AIM> Convert the stretch from the line containing "Point to the blue" through the end of the items into a JSON list of strings, with one string per line and blank lines omitted.

RECORDS TO PROCESS>
========
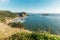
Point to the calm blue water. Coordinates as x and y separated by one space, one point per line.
37 21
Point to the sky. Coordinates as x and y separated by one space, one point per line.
32 6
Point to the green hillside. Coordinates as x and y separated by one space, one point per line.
6 15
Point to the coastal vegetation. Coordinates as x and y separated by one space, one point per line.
6 15
22 14
16 25
14 30
34 36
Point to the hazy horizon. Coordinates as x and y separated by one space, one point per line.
31 6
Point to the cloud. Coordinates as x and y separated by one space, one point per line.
4 2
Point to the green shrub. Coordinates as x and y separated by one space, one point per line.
16 25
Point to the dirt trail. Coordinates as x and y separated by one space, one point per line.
7 30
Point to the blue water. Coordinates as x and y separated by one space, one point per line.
37 21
========
ANSWER TO THE PROBLEM>
[
  "Point to the blue water. Coordinates as x and y separated by one space, one point per line.",
  "37 21"
]